**Work instruction:**
A picture-free, exact copy of all the records below is the goal.

**Data under study:**
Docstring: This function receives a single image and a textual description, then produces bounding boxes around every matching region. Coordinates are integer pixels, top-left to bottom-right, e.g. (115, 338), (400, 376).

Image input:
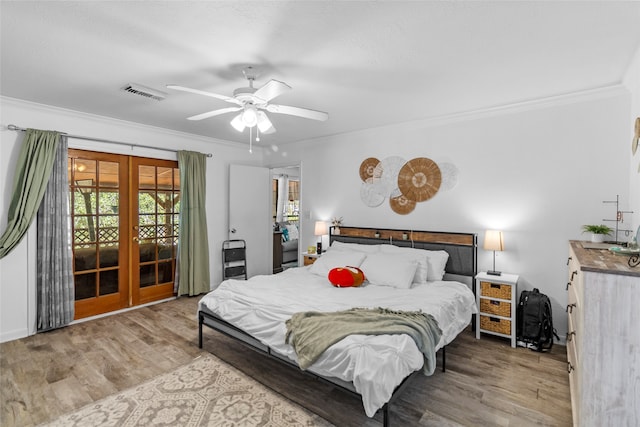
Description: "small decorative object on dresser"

(581, 224), (612, 243)
(475, 272), (519, 347)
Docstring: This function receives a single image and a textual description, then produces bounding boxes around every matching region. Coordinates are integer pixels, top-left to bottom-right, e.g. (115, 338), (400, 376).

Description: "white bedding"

(199, 266), (476, 417)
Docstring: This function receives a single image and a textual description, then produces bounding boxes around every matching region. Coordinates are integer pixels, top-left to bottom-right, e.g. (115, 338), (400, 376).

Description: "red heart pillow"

(328, 266), (366, 288)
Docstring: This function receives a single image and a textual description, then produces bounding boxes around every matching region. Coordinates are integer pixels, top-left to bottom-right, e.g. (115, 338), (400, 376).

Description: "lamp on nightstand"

(484, 230), (504, 276)
(314, 221), (328, 254)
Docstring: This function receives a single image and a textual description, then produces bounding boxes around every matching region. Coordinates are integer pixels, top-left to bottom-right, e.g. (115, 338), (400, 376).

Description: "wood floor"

(0, 296), (572, 427)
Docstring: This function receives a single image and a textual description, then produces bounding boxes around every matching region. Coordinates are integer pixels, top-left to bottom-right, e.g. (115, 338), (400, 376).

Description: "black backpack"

(516, 288), (559, 352)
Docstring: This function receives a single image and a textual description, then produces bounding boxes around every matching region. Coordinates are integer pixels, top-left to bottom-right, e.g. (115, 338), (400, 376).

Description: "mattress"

(199, 266), (476, 417)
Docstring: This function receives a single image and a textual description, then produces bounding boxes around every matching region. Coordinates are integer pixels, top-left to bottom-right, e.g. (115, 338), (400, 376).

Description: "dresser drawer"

(480, 281), (512, 300)
(480, 299), (511, 317)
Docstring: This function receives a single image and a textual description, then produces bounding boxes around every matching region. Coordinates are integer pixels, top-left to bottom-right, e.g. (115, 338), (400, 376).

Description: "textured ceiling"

(1, 1), (639, 148)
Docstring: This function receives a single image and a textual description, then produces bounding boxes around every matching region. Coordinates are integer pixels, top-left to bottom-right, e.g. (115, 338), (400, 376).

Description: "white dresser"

(566, 241), (640, 427)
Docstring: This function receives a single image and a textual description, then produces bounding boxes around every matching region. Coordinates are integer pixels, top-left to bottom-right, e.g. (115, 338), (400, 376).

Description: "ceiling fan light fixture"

(241, 105), (258, 127)
(257, 111), (274, 134)
(230, 113), (245, 132)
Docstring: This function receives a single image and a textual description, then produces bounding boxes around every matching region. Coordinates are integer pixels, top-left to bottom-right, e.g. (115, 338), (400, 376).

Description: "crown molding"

(289, 84), (629, 146)
(0, 96), (255, 151)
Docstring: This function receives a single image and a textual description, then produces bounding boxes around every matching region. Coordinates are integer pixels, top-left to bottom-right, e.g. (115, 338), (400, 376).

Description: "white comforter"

(199, 266), (476, 417)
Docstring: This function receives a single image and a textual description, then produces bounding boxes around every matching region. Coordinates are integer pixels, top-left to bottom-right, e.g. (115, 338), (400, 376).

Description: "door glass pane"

(173, 168), (180, 189)
(138, 191), (156, 214)
(74, 273), (96, 300)
(158, 261), (173, 284)
(140, 264), (156, 287)
(74, 244), (96, 271)
(157, 167), (172, 190)
(158, 238), (172, 260)
(139, 165), (155, 189)
(98, 216), (119, 242)
(74, 159), (96, 183)
(99, 161), (119, 188)
(99, 244), (119, 268)
(157, 191), (171, 214)
(99, 190), (119, 214)
(99, 270), (119, 295)
(140, 239), (156, 262)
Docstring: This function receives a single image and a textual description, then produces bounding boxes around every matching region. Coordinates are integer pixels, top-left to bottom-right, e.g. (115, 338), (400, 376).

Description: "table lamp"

(314, 221), (328, 254)
(484, 230), (504, 276)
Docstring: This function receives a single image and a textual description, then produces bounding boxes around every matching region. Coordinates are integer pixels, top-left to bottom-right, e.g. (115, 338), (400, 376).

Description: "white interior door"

(229, 164), (271, 278)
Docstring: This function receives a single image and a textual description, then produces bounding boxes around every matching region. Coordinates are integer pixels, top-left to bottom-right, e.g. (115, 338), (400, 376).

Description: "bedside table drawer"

(303, 255), (317, 266)
(480, 299), (511, 317)
(480, 281), (512, 300)
(480, 315), (511, 335)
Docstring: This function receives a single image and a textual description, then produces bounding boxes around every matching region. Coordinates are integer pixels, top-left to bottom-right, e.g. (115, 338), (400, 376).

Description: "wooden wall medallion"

(397, 157), (441, 202)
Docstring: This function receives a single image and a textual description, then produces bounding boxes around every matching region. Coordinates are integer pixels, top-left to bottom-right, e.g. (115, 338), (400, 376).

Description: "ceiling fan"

(167, 67), (328, 137)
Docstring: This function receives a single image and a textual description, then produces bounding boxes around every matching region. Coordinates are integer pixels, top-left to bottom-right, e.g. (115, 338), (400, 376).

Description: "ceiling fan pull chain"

(249, 126), (253, 153)
(256, 127), (260, 142)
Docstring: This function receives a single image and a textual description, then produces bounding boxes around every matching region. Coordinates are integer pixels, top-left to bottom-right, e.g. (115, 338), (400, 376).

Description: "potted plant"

(582, 224), (613, 243)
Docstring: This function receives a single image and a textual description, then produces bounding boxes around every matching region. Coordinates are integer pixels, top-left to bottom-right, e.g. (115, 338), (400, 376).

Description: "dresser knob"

(566, 282), (572, 291)
(566, 256), (572, 265)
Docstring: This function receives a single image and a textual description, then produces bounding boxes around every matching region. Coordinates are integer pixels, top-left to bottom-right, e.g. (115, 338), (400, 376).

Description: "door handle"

(133, 236), (139, 242)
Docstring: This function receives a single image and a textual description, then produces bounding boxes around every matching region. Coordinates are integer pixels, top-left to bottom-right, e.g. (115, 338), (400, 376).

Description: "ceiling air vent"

(121, 83), (166, 101)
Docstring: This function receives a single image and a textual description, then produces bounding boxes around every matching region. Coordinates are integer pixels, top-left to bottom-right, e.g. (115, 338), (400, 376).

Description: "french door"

(68, 149), (179, 319)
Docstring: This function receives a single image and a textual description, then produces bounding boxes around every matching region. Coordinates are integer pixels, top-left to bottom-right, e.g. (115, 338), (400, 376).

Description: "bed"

(198, 226), (477, 426)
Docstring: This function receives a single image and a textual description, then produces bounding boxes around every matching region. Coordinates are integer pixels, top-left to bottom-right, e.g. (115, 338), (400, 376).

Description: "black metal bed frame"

(198, 226), (477, 426)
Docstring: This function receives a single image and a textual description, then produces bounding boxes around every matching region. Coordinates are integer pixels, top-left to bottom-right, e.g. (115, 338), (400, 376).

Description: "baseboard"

(0, 327), (30, 344)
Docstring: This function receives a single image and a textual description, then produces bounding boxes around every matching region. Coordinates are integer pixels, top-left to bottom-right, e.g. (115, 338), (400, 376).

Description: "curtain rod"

(6, 124), (213, 158)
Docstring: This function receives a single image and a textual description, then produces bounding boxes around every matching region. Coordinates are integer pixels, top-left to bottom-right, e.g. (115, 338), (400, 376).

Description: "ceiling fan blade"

(166, 84), (242, 105)
(253, 79), (291, 103)
(266, 104), (329, 121)
(187, 106), (242, 121)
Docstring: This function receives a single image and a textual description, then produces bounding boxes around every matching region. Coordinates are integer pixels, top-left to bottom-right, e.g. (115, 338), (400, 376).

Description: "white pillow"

(329, 241), (381, 254)
(308, 250), (367, 277)
(380, 246), (449, 281)
(424, 250), (449, 281)
(285, 224), (299, 241)
(359, 253), (418, 289)
(379, 245), (429, 284)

**Response area:**
Docstring: This function receives a single image and a textual description, then produces bounding boxes around every matching region. Coordinates are integer pixels, top-left to bottom-right, e.g. (115, 338), (400, 376).

Image input:
Description: "small decorative object on dresser"

(581, 224), (612, 243)
(475, 272), (519, 347)
Docstring: This function receives a single image and a textual description, then produces bounding boxes around every matching region. Coordinates are integer pixels, top-left to bottom-right, e.g. (115, 338), (400, 376).

Description: "white bedding"

(199, 266), (476, 417)
Docstring: This function receives a single image and a textual description, then produces bounding boxes around every matching region. Coordinates are integer pixels, top-left to bottom-right, e.g. (115, 338), (400, 376).

Description: "red heart pillow"

(328, 266), (366, 288)
Docstring: This function receives a single image and a textual description, then produces bounding boxes around every matching region. Coordinates are integer pixels, top-left to bottom-right, e.g. (115, 338), (400, 376).

Description: "lamp on nightstand"

(484, 230), (504, 276)
(314, 221), (328, 254)
Docstring: This function receives a single image and a textual description, then produces bounding boxes around every matching region. Coordinates are integer pixels, top-left to bottom-right, e.g. (115, 338), (400, 376).

Description: "wood floor"

(0, 296), (572, 427)
Docstring: This function receives a single image and a textual description, then produces bounding boxes around every matching region. Coordinates are integer pixels, top-left to bottom-right, e.g. (115, 338), (400, 376).

Description: "black backpack"

(516, 288), (559, 352)
Docstring: This function receives a single image and a textual description, then produces bounding boxes around every matching region. Coordinates are integer pixels, top-left to bottom-right, e.g. (115, 338), (400, 376).

Description: "mattress"

(199, 266), (476, 417)
Docstring: This function receives a single image and a textual description, then produces bounding boxes around every matching region. Coordinates are integer pixels, top-left to bottom-right, e.g. (115, 338), (400, 376).

Description: "dresser drawer"

(480, 281), (512, 300)
(480, 299), (511, 317)
Docstring: This function receives a single image and a textual description, then produces bounding boxes around every matching region. Coordinates are integer pixels, top-left to bottom-right, e.g. (115, 338), (400, 376).

Description: "textured ceiling"

(1, 1), (639, 148)
Docstring: This function receives a single image and a textual description, then produces bounding boxes around every matching region. Coordinates are integer pixels, top-left to bottom-right, e.g. (115, 338), (400, 376).

Description: "white dresser"

(566, 241), (640, 427)
Docstring: This function receives a single image and a textual description, then produces bounding boxes around every matching region. Coordinates are integer pixels, top-left to bottom-right, e.g. (115, 338), (400, 376).

Description: "ceiling fan light fixture"

(241, 105), (258, 127)
(257, 111), (274, 134)
(230, 113), (245, 132)
Docstring: This function receives a single image and a textual description, then produces bounding boxes around every matching region. Coordinates are integer pixels, top-left to bottom-right, e.g. (115, 338), (400, 376).

Description: "crown molding"

(289, 84), (629, 146)
(0, 96), (255, 151)
Docstring: This function receives a single image and a textual description, then produces bounding boxes around every matching region. Coordinates are integer pixels, top-left to bottom-right, e.g. (115, 338), (400, 376).

Description: "white comforter"

(199, 266), (476, 417)
Docstring: This function receives a single image and a textual description, then produces bounding boxes around every matching region. Coordinates are integer pixels, top-left to bottom-right, e.g. (115, 338), (400, 376).

Description: "door glass pane"

(173, 168), (180, 189)
(138, 191), (156, 214)
(74, 273), (96, 300)
(158, 261), (173, 284)
(140, 264), (156, 287)
(74, 244), (96, 271)
(157, 167), (172, 190)
(158, 238), (172, 260)
(139, 165), (155, 189)
(98, 216), (119, 242)
(74, 159), (96, 183)
(99, 161), (119, 188)
(99, 244), (119, 268)
(157, 191), (171, 214)
(99, 190), (119, 214)
(99, 270), (119, 295)
(140, 239), (156, 262)
Docstring: This function receives a single image and a textual description, then produces bounding boxes around every matching region. Coordinates are integer pixels, top-left to bottom-right, e.g. (115, 338), (400, 376).

Description: "table lamp"

(314, 221), (328, 254)
(484, 230), (504, 276)
Docstring: This function receives a single image and a textual description, then produces bounding boxes around every matching region. Coordinates are integer pixels, top-left to bottom-right, e.g. (115, 338), (400, 376).

Description: "white interior door"

(229, 164), (271, 278)
Docstring: This function receives a single image and a textual description, then produces bounding boxes around every matching region. Coordinates are integer pixels, top-left to bottom-right, e.g. (115, 338), (400, 376).

Description: "bedside table drawer"

(303, 255), (317, 266)
(480, 299), (511, 317)
(480, 281), (512, 300)
(480, 315), (511, 335)
Docstring: This function receives a single image and a textual description, then produces bounding boxes around every matching region. Coordinates are integer pixels, top-left to bottom-right, e.g. (115, 338), (400, 376).

Description: "wooden wall medallion"

(397, 157), (441, 202)
Docstring: This function receives a single image and a textual description, then produces bounding boxes around every matching region. Coordinates are integer pixels, top-left to bottom-right, e.g. (115, 338), (400, 376).

Description: "ceiling fan"

(167, 67), (328, 137)
Docstring: This function receives a single image and a textual description, then produces bounding boxes around every matching region. Coordinates are integer pixels, top-left to bottom-right, e.g. (115, 338), (400, 376).

Description: "ceiling fan pull chain"

(249, 126), (253, 153)
(256, 127), (260, 142)
Docstring: This function receives a single image and a textual description, then produces bounding boxes around every matching region. Coordinates are integer pixels, top-left to bottom-right, e.g. (115, 338), (400, 376).

Description: "potted plant"

(582, 224), (613, 243)
Docstring: This function receives a single image and a textual description, then produces bounding boxes around every matching region. Coordinates are integer pixels, top-left to bottom-right, e.g. (115, 338), (400, 376).

Description: "dresser knob"

(566, 282), (572, 291)
(566, 256), (572, 265)
Docstring: This function receives a single image and a textual description, then produces bounding boxes around every matching region. Coordinates are integer pixels, top-left to bottom-right, e.g. (115, 338), (400, 376).

Description: "door handle"

(133, 236), (139, 242)
Docstring: This function receives a single image and a textual description, then produces bounding boxes around every matching region. Coordinates are integer pixels, top-left to bottom-right, e.g. (115, 338), (400, 376).

Description: "ceiling air vent"

(121, 83), (166, 101)
Docstring: This function receives a single image and a textual description, then produces bounding boxes around every matching region. Coordinates are integer pixels, top-left to bottom-right, e.g. (115, 338), (400, 376).

Description: "french door"

(68, 149), (179, 319)
Docstring: This function receives a single image and a textual description, then produces bounding boxes around every matching region. Coordinates are integer pixels, top-left to bottom-right, e.g. (115, 338), (400, 376).

Description: "bed"

(198, 226), (477, 426)
Docstring: This function receives a single image and a textual description, then produces bounding boxes around every matching region. Coordinates are integer pixels, top-left to bottom-right, e.g. (115, 338), (400, 376).

Description: "black metal bed frame"

(198, 226), (477, 426)
Docstring: This function receives a single image and a textual description, then produces bounding boxes around every matching region. Coordinates are integer pixels, top-left to bottom-right, e.g. (115, 338), (400, 376).

Description: "baseboard"

(0, 327), (30, 344)
Docstring: This function receives a single image and a textual description, then produces bounding boxes around every matching region. Coordinates are integer pixels, top-left to bottom-right, e.g. (115, 338), (400, 376).

Description: "curtain rod"

(6, 124), (213, 158)
Docstring: This function receives a single image and a textual description, then produces bounding boxes around every matching region. Coordinates are integer pixels, top-left to bottom-right, e.g. (115, 338), (400, 376).

Description: "ceiling fan blade"

(166, 84), (242, 105)
(253, 79), (291, 103)
(266, 104), (329, 121)
(187, 106), (242, 121)
Docstring: This function receives a single image and a textual description, then produces bounding boxes around every matching region. Coordinates are integer pixels, top-left to bottom-right, e.g. (115, 338), (400, 376).

Description: "white pillow"

(329, 241), (381, 254)
(308, 250), (367, 277)
(380, 246), (449, 281)
(424, 250), (449, 281)
(285, 224), (299, 241)
(359, 253), (418, 289)
(379, 245), (429, 284)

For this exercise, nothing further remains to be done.